Excerpt to read:
— begin —

02. Four Stroke Petrol Engine:
A four stroke petrol engine was invented by Nikolaus Otto in 1882. The mechanism of a four stroke petrol engine is quit similar to that of Diesel Engine. The difference is,
- A petrol engine uses petrol while a diesel engine used diesel.
- In diesel engine the fuel is ignited by the compression of fueled air. While in a 4 stroke petrol engine the fuel is ignited by the spark plug.
- In four stroke petrol engine the fuel in sucked by the movement of piston. While in a diesel engine the fuel is injected by a fuel pump.
03. Two Stroke Petrol Engine:
This type of engine was discovered by Dugald Clerk in 1920. This engine is quit simple and easy to build. This type of engine uses petrol and fuel ignited by spark plug. But its mechanism is quit different from the above mentioned two types of engine. This type of engine completes its revolution with two strokes of piston; means the one up and down movement of piston completes one revolution of crank wheel. The mechanism of this type of engine is as under: The first stroke starts with the downward motion of piston. When the piston moves downward it pushes the fueled air present in the crank chamber upward through a passage which leads to the head of engine. When the fueled air is filled the cylinder of engine. The piston moves upward again, compresses the air slightly. In this stage the fueled air is ignited by the spark plug. Here one revolution completes. Again the first stroke starts and the burnt air is expelled out when the piston covers its half of the distance, through a hole in the middle of cylinder. A two stroke engine is comparatively simpler than than a four stroke engine.
04. Wankel/ Rotary Engine:
A rotary engine is an internal combustion engine, like the engine in your car, but it works in a completely different way than the conventional piston engine. In a rotary engine there is no piston , no crank, no fuel pump.
In a piston engine, the same volume of space (the cylinder) alternately does four different jobs — intake, compression, combustion and exhaust. A rotary engine does these same four jobs, but each one happens in its own part of the housing. It’s kind of like having a dedicated cylinder for each of the four jobs, with the piston moving continually from one to the next.
05. Steam Engine:
Steam engine is an oldest type engine and these are not internal combustion engines. A steam engine is an external combustion engine which run over steam of boiled water. The water is boiled in a Steam boiler heated by any type of fuel. It is run over burning woods, oil, gas, cow dung, etc. It works when The steam generated in the boiler flows down into a cylinder just ahead of the wheels, pushing a tight-fitting plunger, the piston, back and forth. A little mechanical gate in the cylinder, known as an inlet valve (shown in orange) lets the steam in. The piston is connected to one or more of the locomotive’s wheels through a kind of arm-elbow-shoulder joint called a crank and connecting rod.

— end —

Dataset excerpt:
— begin —

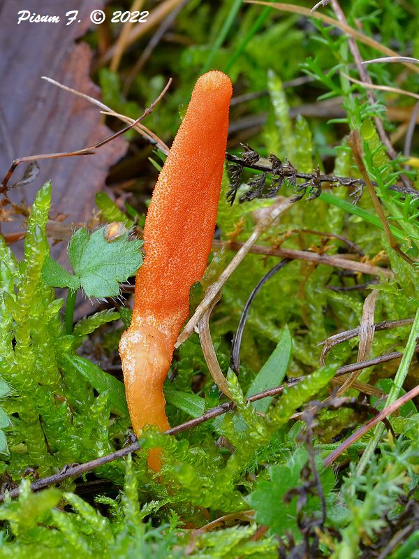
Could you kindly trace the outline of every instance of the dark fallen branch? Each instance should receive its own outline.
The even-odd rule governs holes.
[[[419,352],[419,345],[416,346],[415,351]],[[351,365],[346,365],[344,367],[340,367],[336,373],[336,376],[341,376],[346,375],[348,372],[352,372],[359,369],[365,369],[367,367],[372,367],[374,365],[378,365],[379,363],[385,363],[386,361],[392,361],[393,359],[399,359],[403,356],[403,354],[399,351],[393,351],[391,354],[381,355],[379,357],[375,357],[373,359],[368,359],[367,361],[360,363],[353,363]],[[304,379],[304,377],[295,377],[289,379],[288,382],[282,384],[280,386],[277,386],[274,389],[265,390],[263,392],[260,392],[253,396],[249,396],[247,398],[247,402],[256,402],[258,400],[261,400],[263,398],[268,398],[270,396],[277,396],[280,394],[286,386],[293,386],[297,384],[300,380]],[[223,415],[228,412],[232,412],[235,409],[235,405],[233,402],[226,402],[225,404],[221,404],[219,406],[209,409],[205,414],[199,417],[190,419],[189,421],[185,421],[184,423],[172,427],[165,431],[166,435],[177,435],[177,433],[186,431],[188,429],[191,429],[193,427],[196,427],[201,423],[208,421],[210,419],[214,419],[218,416]],[[78,477],[87,472],[90,472],[97,467],[108,464],[110,462],[113,462],[115,460],[121,458],[126,456],[127,454],[131,454],[141,449],[141,444],[138,441],[135,441],[132,444],[124,447],[123,449],[117,450],[115,452],[107,454],[105,456],[91,460],[89,462],[84,462],[83,464],[75,464],[71,465],[65,465],[58,474],[54,474],[52,476],[43,477],[41,479],[37,479],[31,484],[31,489],[33,491],[38,491],[40,489],[44,489],[50,485],[55,485],[64,481],[65,479],[68,479],[71,477]],[[3,493],[0,495],[0,502],[4,500],[6,495],[8,497],[14,499],[19,495],[19,488],[13,489],[11,491],[8,491],[7,493]]]
[[[226,160],[232,164],[229,169],[231,184],[227,194],[227,199],[232,204],[235,199],[241,184],[242,173],[245,168],[261,171],[261,174],[250,180],[248,183],[249,189],[240,196],[240,202],[249,201],[256,198],[272,198],[277,195],[281,187],[286,181],[300,193],[293,198],[293,202],[301,200],[307,191],[309,191],[309,200],[318,198],[321,194],[322,185],[328,183],[332,187],[346,187],[354,189],[354,203],[356,203],[362,196],[364,187],[367,186],[365,181],[362,179],[322,175],[318,169],[313,173],[300,173],[288,159],[283,163],[272,154],[268,158],[269,164],[263,163],[260,162],[259,154],[256,151],[249,146],[244,146],[244,152],[240,157],[229,153],[226,154]],[[268,176],[271,178],[270,184],[267,184]],[[297,184],[297,179],[304,182]],[[376,186],[374,182],[372,184]],[[401,184],[392,184],[388,188],[404,196],[419,198],[419,192],[414,189]]]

— end —

Exercise instructions:
[a] Check the engine types excerpt and decide whether each statement agrees with it. Answer yes or no for each, and quote the deciding words of the excerpt: (i) A rotary engine has no piston. (ii) A steam engine is an internal combustion engine. (iii) In a four stroke petrol engine, the fuel is ignited by the compression of fueled air.
[b] From the engine types excerpt, return the passage from "02. Four Stroke" to "engine used diesel.", copied word for word.

Results:
[a]
(i) Yes: "In a rotary engine there is no piston , no crank, no fuel pump."
(ii) No: "these are not internal combustion engines."
(iii) No: "While in a 4 stroke petrol engine the fuel is ignited by the spark plug."

[b]
02. Four Stroke Petrol Engine:
A four stroke petrol engine was invented by Nikolaus Otto in 1882. The mechanism of a four stroke petrol engine is quit similar to that of Diesel Engine. The difference is,
- A petrol engine uses petrol while a diesel engine used diesel.